Given data:
__________

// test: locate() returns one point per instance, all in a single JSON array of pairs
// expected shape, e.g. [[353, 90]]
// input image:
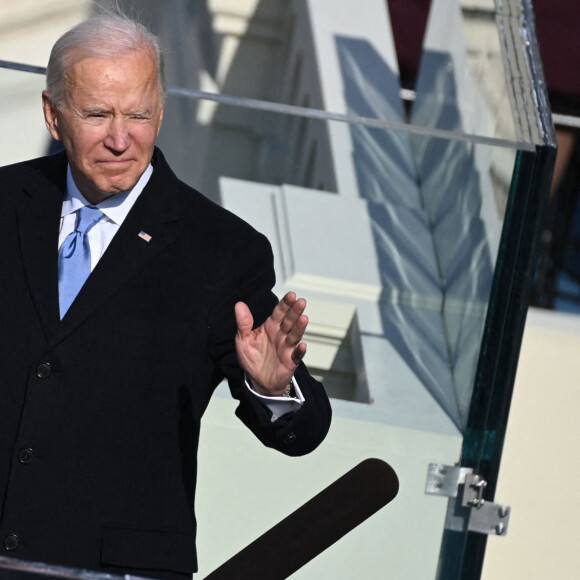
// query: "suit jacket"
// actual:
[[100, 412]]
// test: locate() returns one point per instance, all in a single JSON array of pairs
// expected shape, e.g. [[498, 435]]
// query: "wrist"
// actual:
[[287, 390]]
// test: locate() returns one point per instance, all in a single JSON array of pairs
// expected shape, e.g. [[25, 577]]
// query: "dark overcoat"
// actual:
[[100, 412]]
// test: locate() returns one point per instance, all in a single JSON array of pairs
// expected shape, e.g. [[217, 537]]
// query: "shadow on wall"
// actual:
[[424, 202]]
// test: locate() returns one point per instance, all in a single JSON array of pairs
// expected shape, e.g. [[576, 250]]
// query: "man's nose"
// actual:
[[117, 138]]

__________

Set exercise: In the stretch of the listing from its start through the line containing "[[287, 390]]", substitute "prompt" for "query" and reproduce those lines with nothing else altered. Omit the pictures.

Solution below:
// test: locate() returns one point per instance, all in a single JSON array of pairs
// expected shape, e.g. [[353, 90]]
// input image:
// prompt: "suit jacket"
// actual:
[[100, 412]]
// test: locate() returns one point per instance, all in a single JSON array of pairs
// expected shape, e.g. [[498, 435]]
// prompt: "wrist"
// actual:
[[287, 390]]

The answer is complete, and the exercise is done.